Exercice:
Poursuivez, s'il vous plaît, la critique de l'Elektra donnée à la Philharmonie, à partir de l'endroit où elle s'arrête.

Passage choisi:
%%
L'Elektra de Nina Stemme enflamme la Philharmonie
Un raz de marée d’applaudissements et d’ovations a comme submergé durant de longues minutes la salle Pierre Boulez de la Philharmonie de Paris à l’issue de cette représentation concertante d’Elektra de Richard Strauss, en ce soir du 15 décembre 2017. Outre un trio féminin d’exception, ce concert aligne un plateau vocal qui aspire à donner le meilleur de lui-même.
Honneur au rôle-titre ! Nina Stemme s’est emparée
du rôle d’Elektra -c’est bien le terme fort qu’il convient
d’adopter- à l’Opéra de Vienne en 2015 et le reprend dès lors
régulièrement, tout en conservant à son répertoire les rôles
meurtriers -Isolde, les trois Brünnhilde, Fidelio- qui assoient sa
réputation. Au printemps 2017, elle ajoutait Kundry de Parsifal à
son actif toujours à Vienne dont, depuis 2012, elle est
Kammersängerin, récompense suprême attribuée aux artistes les
plus éminents. Elle interprétera de nouveau Kundry l’été
prochain au Bayrerische Staatsoper de Munich sous la baguette de
Kirill Petrenko auprès de Jonas Kaufmann et René Pape : un événement
qui ne passera pas inaperçu. Son interprétation d’Elektra,
même en version concert, montre la cantatrice comme en état second,
habitée au plus haut point, faisant vivre d’un geste son
personnage et lui insufflant une dimension émotionnelle qui cloue le
spectateur au fauteuil. Dès son air d’entrée « Allein !
%%
Liste des lignes:
%%
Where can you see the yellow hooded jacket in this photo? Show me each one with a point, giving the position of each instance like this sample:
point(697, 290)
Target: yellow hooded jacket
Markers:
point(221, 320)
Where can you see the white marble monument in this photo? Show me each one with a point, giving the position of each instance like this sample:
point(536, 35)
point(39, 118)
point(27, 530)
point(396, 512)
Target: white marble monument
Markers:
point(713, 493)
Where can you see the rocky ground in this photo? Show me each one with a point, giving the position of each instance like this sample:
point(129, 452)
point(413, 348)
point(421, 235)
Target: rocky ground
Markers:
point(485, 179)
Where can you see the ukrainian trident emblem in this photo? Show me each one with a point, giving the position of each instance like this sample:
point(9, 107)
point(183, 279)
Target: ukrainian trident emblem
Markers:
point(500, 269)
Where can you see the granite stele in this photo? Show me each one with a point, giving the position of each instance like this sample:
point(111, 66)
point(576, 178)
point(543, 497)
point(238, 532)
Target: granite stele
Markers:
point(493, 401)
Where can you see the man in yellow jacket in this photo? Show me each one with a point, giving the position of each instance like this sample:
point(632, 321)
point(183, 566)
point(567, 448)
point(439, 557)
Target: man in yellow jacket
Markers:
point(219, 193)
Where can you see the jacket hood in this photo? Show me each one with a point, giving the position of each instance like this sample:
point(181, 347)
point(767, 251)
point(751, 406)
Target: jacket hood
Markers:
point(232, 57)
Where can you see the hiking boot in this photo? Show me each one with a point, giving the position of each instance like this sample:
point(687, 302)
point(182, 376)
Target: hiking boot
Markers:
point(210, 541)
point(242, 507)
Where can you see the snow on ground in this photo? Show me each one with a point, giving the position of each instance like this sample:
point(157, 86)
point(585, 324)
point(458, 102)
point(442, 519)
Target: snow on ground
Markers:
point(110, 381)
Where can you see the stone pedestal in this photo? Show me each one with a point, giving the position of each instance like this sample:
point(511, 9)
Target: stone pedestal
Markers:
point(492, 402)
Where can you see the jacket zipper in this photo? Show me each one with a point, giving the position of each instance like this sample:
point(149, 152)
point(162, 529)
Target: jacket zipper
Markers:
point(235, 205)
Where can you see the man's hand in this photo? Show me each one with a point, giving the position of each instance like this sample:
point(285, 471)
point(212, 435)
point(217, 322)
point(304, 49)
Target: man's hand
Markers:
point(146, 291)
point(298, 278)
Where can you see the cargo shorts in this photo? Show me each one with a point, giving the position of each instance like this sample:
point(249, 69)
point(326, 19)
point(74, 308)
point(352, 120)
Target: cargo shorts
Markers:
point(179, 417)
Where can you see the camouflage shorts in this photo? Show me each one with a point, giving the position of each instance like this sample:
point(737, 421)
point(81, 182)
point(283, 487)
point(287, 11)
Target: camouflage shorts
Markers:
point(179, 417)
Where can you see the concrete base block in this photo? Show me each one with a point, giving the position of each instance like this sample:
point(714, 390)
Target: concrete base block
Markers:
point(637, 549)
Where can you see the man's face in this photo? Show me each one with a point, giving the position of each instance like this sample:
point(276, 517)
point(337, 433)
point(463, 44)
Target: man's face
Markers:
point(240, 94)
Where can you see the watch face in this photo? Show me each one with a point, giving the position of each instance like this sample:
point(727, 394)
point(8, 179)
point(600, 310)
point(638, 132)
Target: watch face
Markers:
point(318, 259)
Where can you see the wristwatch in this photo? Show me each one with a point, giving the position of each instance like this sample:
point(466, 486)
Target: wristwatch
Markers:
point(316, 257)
%%
Résultat attendu:
Weh, ganz allein ! », la voix qui semble inépuisable se
déploie avec hauteur, large et dotée de coloris confondants, avec
cet aigu magistral et tranchant qui jamais ne faiblit. Bien plus, il s’affermit encore durant la scène de reconnaissance
d’Oreste ou lors du final. Nina Stemme ne semble même pas respirer
et se tient droite, en plein appui, durant tout le concert dont elle
sort comme renforcée, fraîche même, un comble compte-tenu
de la tension permanente qu’elle doit entretenir.
Nina Stemme en Elektra au Met durant la saison 2015-2016, dans la mise en scène de Patrice Chéreau :
Le grand moment de la soirée reste son affrontement avec Waltraud Meier, autrefois Isolde superbe, aujourd’hui Clytemnestre de premier plan dans un rôle travaillé avec Patrice Chéreau au Festival d’Aix-en-Provence en 2013. Si la voix ne possède pas tous les graves ici attendus, Waltraud Meier impose pour autant un personnage rongé par l’inquiétude et la peur, loin de certaines interprétations appuyant sur les effets et presque la caricature : l’aigu demeure encore confondant, vaillant, la voix assise. Ces deux immenses cantatrices s’opposent et se complètent parfaitement.
Waltraud Meier incarnant Isolde à La Scala en 2007 :
Gun-Brit Barkmin (Chrysothémis), (récemment Salomé au Verbier Festival et Marie de Wozzeck à l’Opéra Bastille), parvient heureusement à s’imposer auprès d’elles. La voix, sans posséder un timbre très attachant, assure la totalité du rôle avec de fort beaux élans et un aigu parfaitement projeté, une ampleur réelle. Il manque simplement à son incarnation comme une touche de féminité, voire de candeur pour pleinement convaincre.
Mathias Goerne impose un Oreste grave et déterminé, mais la voix au timbre un peu mat porte moins bien dans la salle. Par contre, Norbert Ernst, loin des Égisthe un rien pleurnichards entendus si souvent ou en fin de carrière, déploie une voix de ténor saine et en plénitude qui surprend positivement dans ce rôle si souvent sacrifié.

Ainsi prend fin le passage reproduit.